↓↓↓

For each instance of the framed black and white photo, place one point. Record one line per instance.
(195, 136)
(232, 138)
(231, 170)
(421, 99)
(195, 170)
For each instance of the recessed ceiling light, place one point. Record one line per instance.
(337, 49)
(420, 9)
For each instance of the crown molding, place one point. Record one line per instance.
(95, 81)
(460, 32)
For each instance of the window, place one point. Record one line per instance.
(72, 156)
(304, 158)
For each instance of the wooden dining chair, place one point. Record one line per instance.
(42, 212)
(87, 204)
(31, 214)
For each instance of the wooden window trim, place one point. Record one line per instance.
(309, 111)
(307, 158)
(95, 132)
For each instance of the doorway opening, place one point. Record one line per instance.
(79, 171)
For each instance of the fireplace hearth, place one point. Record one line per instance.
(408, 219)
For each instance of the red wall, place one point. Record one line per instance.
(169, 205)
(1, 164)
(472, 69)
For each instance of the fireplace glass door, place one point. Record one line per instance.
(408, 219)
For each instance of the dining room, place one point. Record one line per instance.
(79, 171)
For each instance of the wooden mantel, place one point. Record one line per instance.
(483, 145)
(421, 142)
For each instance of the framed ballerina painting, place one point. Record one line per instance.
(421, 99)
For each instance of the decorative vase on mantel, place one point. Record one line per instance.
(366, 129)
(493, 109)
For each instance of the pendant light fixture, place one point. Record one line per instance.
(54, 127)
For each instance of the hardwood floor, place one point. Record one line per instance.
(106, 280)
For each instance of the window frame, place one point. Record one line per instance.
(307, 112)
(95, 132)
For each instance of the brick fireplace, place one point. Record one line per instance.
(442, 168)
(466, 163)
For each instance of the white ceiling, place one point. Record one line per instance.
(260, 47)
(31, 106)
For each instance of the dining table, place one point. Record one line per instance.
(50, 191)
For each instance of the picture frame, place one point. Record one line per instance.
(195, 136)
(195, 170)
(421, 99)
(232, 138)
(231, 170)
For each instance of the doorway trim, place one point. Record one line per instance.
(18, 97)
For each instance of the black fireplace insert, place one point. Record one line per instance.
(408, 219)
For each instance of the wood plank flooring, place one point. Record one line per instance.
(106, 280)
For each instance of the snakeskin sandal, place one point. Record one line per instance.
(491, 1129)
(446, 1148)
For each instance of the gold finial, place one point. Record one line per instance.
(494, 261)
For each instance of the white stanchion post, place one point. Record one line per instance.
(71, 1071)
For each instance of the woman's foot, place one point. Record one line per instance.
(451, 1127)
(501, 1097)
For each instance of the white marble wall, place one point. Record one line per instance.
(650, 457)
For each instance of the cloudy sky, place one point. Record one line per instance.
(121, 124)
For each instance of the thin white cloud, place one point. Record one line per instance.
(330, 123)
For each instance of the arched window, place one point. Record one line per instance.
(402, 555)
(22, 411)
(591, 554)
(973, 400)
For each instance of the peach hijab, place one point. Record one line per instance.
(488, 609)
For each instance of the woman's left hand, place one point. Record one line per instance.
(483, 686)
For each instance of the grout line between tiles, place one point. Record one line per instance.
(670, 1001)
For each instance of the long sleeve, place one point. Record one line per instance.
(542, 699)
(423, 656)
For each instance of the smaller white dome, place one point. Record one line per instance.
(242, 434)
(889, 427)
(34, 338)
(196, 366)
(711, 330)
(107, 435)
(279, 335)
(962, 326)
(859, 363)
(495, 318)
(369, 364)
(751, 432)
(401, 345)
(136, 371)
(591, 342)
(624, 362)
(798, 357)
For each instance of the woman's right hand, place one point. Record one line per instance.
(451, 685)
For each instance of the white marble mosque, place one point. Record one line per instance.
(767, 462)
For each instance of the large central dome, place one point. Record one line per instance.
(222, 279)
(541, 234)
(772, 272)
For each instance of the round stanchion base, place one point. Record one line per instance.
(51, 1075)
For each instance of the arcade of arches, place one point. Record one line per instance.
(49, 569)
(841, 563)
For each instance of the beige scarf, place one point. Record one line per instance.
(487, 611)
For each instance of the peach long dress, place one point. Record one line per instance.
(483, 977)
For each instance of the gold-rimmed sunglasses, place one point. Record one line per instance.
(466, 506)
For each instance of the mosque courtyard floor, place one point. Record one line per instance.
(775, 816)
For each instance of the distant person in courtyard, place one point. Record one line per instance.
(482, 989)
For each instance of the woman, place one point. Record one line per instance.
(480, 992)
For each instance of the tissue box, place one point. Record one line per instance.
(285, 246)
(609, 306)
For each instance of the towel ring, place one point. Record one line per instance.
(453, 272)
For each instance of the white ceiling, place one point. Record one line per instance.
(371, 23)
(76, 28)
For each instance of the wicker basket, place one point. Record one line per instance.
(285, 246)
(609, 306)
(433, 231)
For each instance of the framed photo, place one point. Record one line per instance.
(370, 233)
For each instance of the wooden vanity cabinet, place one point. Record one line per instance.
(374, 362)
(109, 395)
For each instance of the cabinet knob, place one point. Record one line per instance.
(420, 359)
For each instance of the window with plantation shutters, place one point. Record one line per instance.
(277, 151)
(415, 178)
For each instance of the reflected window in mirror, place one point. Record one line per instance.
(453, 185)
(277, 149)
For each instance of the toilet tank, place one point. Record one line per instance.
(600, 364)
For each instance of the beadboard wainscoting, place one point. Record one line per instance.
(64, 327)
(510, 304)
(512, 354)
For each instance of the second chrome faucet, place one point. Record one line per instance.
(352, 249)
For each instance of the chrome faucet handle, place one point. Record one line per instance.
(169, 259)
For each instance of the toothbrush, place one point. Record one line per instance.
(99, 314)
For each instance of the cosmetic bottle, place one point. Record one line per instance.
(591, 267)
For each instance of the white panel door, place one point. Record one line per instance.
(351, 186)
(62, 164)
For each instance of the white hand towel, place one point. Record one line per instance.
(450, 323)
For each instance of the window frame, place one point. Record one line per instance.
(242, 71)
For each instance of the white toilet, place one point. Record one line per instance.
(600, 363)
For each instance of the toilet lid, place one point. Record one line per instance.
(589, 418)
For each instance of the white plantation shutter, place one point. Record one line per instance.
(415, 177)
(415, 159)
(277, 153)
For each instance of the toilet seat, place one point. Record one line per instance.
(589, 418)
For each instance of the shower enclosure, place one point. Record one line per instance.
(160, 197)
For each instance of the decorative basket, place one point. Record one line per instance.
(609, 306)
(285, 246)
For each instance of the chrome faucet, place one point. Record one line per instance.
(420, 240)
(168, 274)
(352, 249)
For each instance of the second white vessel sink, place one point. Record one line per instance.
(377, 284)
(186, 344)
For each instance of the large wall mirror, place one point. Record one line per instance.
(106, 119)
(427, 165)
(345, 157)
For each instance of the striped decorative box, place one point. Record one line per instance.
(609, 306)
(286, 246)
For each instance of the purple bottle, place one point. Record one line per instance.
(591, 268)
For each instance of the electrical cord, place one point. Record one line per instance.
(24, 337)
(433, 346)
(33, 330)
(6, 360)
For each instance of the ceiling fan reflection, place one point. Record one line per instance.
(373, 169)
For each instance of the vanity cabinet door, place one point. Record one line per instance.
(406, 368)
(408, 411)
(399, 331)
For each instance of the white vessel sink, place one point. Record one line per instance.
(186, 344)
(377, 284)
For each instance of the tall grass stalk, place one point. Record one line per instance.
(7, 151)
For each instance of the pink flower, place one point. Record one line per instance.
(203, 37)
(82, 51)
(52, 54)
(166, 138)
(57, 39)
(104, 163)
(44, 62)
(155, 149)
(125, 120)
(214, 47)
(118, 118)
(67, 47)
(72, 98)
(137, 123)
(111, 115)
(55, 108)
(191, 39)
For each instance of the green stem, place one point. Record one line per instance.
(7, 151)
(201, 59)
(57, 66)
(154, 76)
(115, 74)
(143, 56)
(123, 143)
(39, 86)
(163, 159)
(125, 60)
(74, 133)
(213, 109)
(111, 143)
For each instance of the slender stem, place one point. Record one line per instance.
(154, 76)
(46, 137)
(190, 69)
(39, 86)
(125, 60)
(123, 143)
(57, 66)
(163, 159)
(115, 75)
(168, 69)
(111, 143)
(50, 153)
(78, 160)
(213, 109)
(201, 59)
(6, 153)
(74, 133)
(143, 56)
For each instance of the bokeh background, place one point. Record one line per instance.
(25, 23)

↑↑↑

◆ **THE REQUEST**
Starting at the line that contains "For each instance of the pink", copy each line exactly through the end of the listing above. Include that first line and the last one, and add nothing.

◆ **WRITTEN RESPONSE**
For each instance of the pink flower, place one point. Record one line per instance.
(203, 37)
(82, 51)
(52, 54)
(166, 138)
(57, 39)
(104, 163)
(44, 62)
(155, 149)
(125, 120)
(214, 47)
(118, 118)
(67, 47)
(72, 98)
(137, 123)
(111, 115)
(55, 108)
(191, 39)
For each instance of the green stem, place one point. Record one line per instance.
(7, 151)
(201, 59)
(57, 66)
(154, 76)
(115, 74)
(143, 56)
(123, 143)
(39, 86)
(163, 159)
(125, 60)
(74, 133)
(213, 109)
(111, 143)
For each instance of the slender stem, place one point. Record one line per instance.
(154, 76)
(46, 137)
(190, 69)
(39, 86)
(125, 60)
(123, 143)
(57, 66)
(163, 159)
(115, 75)
(168, 69)
(111, 143)
(50, 153)
(78, 160)
(213, 109)
(201, 59)
(6, 153)
(74, 133)
(143, 56)
For each instance of the bokeh background, place one point. Record one line per instance.
(25, 23)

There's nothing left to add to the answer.